# [Text extract]
========================================================================

The dynamic shrinker starts shrinking based on memory pressure
regardless of the zswap pool size, and stops when the LRU size is
reduced to 1/4. Its goal is to wipe out all pages from zswap. It
prefers swapout performance only.

I think the current LRU logic decreases nr_zswap_protected too quickly
for my workload. In zswap_lru_add(), nr_zswap_protected is reduced to
between 1/4 and 1/8 of the LRU size. Although zswap_folio_swapin()
increments nr_zswap_protected when page-ins of evicted pages occur
later, this technically has no effect while reclaim is in progress.

While zswap_store() and zswap_lru_add() are called, the dynamic
shrinker is likely running due to the pressure. The dynamic shrinker
reduces the LRU size to 1/4, and then a few subsequent zswap_store()
calls reduce the protected count to 1/4 of the LRU size. The stored
pages will be reduced to zero through a few shrinker_scan calls.

Re: [PATCH v1 0/3] mm: zswap: global shrinker fix and proactive shrink

Posted by Nhat Pham 1 year, 7 months ago

On Wed, Jun 19, 2024 at 6:03 PM Takero Funaki <flintglass@gmail.com> wrote:
>
> Hello,
>
> Sorry for the late reply. I am currently investigating a
> responsiveness issue I found while benchmarking with this series,
> possibly related to concurrent zswap writeback and pageouts.
>
> This series cannot be applied until the root cause is identified,
> unfortunately. Thank you all for taking the time to review.
>
> The responsiveness issue was confirmed with 6.10-rc2 with all 3
> patches applied. Without patch 3, it still happens but is less likely.
>
> When allocating much larger memory than zswap can buffer, and
> writeback and rejection by pool_limit_hit happen simultaneously, the
> system stops responding. I do not see this freeze when zswap is
> disabled or when there is no pool_limit_hit. The proactive shrinking
> itself seems to work as expected as long as the writeback and pageout
> do not occur simultaneously.
>
> I suspect this issue exists in current code but was not visible
> without this series since the global shrinker did not writeback
> considerable amount of pages.
>
>
> 2024年6月15日(土) 7:48 Nhat Pham <nphamcs@gmail.com>:
> >
> > BTW, I'm curious. Have you experimented with increasing the pool size?
> > That 20% number is plenty for our use cases, but maybe yours need a
> > different cap?
> >
>
> Probably we can allocate a bit more zswap pool size. But that will
> keep more old pages once the pool limit is hit. If we can ensure no
> pool limit hits and zero writeback by allocating more memory, I will
> try the same amount of zramswap.
>
> > Also, have you experimented with the dynamic zswap shrinker? :) I'm
> > actually curious how it works out in the small machine regime, with
> > whatever workload you are running.
> >
>
> It seems the dynamic shrinker is trying to evict all pages. That does
> not fit to my use case that prefer balanced swapin and swapout
> performance

Hmm not quite. As you have noted earlier, it (tries to) shrink the
unprotected pages only,

>
>
> 2024年6月15日(土) 9:20 Yosry Ahmed <yosryahmed@google.com>:
> > >
> > > 1.
> > > The visible issue is that pageout/in operations from active processes
> > > are slow when zswap is near its max pool size. This is particularly
> > > significant on small memory systems, where total swap usage exceeds
> > > what zswap can store. This means that old pages occupy most of the
> > > zswap pool space, and recent pages use swap disk directly.

========================================================================

(Stored records)

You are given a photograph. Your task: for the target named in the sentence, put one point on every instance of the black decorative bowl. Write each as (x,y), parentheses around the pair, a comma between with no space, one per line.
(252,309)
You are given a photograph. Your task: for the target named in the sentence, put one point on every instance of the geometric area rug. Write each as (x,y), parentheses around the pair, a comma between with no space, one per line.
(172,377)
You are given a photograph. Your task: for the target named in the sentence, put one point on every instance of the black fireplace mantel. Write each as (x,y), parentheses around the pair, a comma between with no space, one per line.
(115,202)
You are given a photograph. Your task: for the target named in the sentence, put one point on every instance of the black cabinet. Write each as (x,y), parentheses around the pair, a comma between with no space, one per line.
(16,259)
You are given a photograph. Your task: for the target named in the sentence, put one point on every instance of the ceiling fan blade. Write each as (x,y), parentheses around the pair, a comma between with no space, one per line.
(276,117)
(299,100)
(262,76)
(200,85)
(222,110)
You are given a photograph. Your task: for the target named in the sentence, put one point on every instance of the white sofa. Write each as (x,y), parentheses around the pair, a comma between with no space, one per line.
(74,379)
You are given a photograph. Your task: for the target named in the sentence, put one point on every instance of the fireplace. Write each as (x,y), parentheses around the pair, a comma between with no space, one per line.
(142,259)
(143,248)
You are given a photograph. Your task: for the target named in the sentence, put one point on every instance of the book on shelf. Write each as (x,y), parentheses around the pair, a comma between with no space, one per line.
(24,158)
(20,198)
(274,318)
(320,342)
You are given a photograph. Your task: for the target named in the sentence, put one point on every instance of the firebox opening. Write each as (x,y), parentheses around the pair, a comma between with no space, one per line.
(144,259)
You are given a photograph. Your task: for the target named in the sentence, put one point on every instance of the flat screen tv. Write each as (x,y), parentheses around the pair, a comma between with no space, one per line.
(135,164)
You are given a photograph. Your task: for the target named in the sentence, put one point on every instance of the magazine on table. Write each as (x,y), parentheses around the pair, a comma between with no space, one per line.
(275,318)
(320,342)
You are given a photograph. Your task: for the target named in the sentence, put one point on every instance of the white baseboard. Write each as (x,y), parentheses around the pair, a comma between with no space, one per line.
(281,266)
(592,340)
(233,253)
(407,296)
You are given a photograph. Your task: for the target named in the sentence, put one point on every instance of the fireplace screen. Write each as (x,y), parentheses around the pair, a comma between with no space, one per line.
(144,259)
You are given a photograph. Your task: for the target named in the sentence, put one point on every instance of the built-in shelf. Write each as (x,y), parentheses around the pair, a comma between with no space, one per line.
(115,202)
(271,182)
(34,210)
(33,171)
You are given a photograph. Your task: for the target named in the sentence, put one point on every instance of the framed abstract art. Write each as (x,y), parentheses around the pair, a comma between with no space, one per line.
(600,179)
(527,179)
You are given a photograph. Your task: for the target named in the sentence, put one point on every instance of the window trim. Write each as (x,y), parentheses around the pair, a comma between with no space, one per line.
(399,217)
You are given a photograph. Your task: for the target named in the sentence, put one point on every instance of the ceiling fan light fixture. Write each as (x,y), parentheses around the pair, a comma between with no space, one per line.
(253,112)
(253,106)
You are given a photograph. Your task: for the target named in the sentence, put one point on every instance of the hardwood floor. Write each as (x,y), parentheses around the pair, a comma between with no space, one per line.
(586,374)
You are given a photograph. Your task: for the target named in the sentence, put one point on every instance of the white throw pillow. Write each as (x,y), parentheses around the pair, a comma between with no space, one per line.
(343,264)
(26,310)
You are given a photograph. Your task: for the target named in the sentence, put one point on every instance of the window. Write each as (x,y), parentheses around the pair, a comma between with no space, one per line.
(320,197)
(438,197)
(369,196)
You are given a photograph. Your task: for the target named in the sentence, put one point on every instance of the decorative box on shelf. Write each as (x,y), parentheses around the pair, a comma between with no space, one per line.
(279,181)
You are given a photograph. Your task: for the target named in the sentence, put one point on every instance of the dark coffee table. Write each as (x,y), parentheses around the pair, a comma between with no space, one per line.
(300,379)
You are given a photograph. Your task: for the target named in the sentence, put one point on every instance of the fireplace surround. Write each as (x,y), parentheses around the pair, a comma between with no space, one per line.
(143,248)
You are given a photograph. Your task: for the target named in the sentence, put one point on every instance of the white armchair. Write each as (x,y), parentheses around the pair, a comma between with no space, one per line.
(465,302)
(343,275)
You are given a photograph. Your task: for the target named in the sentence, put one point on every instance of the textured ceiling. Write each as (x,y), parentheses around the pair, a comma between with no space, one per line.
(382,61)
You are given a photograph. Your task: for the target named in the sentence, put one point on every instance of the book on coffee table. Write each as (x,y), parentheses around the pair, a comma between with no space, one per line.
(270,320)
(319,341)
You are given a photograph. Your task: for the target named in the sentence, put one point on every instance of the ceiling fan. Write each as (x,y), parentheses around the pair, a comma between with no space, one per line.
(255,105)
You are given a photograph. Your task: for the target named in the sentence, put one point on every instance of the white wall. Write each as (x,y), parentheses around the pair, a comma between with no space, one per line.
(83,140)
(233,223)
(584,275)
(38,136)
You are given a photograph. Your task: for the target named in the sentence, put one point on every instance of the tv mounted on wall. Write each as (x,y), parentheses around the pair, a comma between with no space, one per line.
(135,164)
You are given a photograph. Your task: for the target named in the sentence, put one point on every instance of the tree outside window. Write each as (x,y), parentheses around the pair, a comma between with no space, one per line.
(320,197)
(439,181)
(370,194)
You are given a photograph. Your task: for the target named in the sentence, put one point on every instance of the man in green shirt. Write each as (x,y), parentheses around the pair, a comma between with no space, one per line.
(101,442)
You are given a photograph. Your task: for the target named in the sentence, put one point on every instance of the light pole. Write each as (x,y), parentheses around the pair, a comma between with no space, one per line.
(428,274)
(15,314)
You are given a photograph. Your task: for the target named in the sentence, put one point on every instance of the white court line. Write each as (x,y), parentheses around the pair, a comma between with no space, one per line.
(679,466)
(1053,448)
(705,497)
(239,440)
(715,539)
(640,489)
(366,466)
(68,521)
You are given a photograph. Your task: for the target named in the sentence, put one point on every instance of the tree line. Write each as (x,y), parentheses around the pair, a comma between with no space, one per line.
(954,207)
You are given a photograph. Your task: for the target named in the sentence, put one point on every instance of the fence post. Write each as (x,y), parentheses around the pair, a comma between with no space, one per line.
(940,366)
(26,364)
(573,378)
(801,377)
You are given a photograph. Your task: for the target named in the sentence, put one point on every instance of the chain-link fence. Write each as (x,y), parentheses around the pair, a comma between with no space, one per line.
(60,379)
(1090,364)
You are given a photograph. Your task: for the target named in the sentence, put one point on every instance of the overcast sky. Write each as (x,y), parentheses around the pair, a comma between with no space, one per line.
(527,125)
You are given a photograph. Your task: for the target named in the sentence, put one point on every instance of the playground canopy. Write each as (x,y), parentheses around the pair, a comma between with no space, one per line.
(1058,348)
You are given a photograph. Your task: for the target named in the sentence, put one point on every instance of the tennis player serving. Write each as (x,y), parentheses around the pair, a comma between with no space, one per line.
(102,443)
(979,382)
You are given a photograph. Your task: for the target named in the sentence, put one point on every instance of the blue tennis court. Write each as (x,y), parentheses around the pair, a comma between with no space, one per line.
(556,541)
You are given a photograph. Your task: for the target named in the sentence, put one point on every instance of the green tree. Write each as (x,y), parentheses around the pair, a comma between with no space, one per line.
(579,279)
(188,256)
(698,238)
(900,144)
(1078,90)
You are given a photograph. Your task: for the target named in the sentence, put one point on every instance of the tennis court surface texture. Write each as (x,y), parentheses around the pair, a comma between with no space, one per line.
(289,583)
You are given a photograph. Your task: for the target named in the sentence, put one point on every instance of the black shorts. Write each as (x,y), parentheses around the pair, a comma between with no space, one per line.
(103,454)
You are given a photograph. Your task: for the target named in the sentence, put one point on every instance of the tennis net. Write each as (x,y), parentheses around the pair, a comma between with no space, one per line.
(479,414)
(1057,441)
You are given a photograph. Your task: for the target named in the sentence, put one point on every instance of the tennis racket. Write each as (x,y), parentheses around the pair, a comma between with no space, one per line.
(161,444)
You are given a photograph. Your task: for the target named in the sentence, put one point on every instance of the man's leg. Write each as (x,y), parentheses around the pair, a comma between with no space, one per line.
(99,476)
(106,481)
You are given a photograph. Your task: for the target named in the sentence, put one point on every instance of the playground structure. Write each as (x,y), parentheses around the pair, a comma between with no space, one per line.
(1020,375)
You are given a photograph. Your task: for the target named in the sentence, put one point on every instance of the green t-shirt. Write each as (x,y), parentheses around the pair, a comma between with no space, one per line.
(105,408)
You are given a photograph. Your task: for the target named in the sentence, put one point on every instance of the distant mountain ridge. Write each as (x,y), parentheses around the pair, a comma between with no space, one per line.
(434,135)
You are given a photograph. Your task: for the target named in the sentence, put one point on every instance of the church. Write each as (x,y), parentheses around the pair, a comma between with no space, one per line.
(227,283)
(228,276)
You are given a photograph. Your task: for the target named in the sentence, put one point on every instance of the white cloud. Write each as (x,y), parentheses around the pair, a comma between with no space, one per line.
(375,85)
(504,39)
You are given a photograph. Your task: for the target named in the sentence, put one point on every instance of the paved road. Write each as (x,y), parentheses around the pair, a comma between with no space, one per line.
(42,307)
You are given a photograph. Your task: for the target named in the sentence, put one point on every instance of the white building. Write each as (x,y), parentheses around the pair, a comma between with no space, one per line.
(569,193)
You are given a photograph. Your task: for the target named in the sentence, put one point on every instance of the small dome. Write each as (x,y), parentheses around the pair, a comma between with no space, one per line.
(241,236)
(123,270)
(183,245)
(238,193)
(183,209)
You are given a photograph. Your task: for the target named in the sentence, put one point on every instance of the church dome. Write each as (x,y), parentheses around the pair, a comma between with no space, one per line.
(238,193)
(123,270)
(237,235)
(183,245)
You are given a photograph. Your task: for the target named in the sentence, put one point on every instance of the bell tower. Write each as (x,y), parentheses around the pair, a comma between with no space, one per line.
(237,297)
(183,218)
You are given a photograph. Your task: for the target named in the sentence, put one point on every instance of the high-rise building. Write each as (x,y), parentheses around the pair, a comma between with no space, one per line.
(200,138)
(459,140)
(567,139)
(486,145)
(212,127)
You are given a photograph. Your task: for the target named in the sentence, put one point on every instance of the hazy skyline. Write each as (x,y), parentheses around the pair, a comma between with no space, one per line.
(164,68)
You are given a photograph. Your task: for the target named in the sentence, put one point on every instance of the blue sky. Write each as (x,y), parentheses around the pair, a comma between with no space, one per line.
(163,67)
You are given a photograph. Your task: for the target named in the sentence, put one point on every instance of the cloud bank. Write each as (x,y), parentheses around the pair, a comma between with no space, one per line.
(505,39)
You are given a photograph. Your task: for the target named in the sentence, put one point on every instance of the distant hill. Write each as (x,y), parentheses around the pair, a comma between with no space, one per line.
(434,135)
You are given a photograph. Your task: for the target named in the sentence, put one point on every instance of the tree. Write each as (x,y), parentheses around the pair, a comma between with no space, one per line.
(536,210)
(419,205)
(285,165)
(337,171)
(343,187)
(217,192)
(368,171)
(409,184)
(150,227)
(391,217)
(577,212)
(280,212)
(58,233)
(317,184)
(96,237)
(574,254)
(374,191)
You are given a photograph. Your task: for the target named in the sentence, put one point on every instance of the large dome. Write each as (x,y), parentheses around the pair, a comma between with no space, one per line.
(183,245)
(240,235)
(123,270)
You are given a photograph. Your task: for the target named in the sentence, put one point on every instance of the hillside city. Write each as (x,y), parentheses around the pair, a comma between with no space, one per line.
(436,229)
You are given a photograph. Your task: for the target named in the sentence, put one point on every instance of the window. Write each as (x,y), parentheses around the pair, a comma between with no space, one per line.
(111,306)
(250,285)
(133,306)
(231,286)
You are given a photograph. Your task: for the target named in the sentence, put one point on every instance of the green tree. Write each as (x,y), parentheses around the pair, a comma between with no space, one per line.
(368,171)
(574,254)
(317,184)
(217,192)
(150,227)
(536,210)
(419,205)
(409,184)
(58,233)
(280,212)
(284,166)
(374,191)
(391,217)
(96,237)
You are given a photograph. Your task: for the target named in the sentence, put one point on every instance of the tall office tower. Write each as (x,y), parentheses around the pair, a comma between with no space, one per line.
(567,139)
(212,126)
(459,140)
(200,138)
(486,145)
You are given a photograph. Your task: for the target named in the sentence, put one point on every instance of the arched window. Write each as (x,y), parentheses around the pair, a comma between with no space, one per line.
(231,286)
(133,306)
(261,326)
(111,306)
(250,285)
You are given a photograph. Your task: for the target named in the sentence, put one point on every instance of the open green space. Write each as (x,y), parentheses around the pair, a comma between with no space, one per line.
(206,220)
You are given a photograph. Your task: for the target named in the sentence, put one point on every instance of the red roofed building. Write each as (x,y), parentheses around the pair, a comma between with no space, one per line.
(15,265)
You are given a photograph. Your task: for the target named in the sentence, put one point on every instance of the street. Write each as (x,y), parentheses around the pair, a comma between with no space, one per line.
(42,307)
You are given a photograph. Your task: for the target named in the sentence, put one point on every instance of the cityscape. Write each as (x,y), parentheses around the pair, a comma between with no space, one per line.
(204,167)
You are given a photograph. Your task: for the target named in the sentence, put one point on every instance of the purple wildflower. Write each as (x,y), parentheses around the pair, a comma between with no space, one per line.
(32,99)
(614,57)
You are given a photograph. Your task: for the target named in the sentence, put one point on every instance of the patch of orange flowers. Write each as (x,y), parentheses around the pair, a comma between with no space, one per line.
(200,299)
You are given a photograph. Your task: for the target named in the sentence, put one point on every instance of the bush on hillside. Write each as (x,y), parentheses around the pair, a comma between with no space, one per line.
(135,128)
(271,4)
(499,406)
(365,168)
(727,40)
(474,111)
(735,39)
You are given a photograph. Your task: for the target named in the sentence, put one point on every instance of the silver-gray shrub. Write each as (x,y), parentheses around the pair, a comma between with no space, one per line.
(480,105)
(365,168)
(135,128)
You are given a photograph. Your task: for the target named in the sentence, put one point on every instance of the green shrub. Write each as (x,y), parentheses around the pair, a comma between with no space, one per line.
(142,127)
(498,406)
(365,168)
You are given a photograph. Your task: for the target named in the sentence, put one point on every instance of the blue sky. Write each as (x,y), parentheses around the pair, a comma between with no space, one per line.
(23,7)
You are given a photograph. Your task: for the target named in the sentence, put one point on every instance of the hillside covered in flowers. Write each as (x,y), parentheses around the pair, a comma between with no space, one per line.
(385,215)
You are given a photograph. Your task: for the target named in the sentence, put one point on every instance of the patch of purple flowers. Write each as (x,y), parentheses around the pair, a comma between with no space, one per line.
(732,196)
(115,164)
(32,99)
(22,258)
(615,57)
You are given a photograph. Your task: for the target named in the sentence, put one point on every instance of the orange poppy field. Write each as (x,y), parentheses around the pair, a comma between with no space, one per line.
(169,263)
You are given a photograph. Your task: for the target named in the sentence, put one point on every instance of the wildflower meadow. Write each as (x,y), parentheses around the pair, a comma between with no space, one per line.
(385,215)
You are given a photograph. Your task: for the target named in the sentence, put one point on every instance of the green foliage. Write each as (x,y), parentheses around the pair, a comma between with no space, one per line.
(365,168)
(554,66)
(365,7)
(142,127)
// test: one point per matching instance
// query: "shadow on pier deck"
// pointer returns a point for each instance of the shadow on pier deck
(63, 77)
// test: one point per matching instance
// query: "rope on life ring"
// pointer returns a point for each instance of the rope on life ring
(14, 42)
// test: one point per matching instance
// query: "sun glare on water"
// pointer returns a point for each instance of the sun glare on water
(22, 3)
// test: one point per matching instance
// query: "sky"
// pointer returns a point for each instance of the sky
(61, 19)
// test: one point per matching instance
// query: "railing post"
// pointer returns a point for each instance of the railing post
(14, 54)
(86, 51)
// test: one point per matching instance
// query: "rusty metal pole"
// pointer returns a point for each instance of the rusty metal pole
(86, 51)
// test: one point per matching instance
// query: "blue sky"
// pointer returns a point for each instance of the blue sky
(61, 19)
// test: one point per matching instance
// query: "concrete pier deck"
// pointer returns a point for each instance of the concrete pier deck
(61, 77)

========================================================================

# [Given problem A]
In the zswap thread, on which kernel version was the responsiveness issue confirmed?
# [Given problem B]
Please echo the zswap thread between "increments nr_zswap_protected when" and "few shrinker_scan calls.", inclusive.

# [Task answer A]
6.10-rc2, with all 3 patches applied.

# [Task answer B]
increments nr_zswap_protected when page-ins of evicted pages occur
later, this technically has no effect while reclaim is in progress.

While zswap_store() and zswap_lru_add() are called, the dynamic
shrinker is likely running due to the pressure. The dynamic shrinker
reduces the LRU size to 1/4, and then a few subsequent zswap_store()
calls reduce the protected count to 1/4 of the LRU size. The stored
pages will be reduced to zero through a few shrinker_scan calls.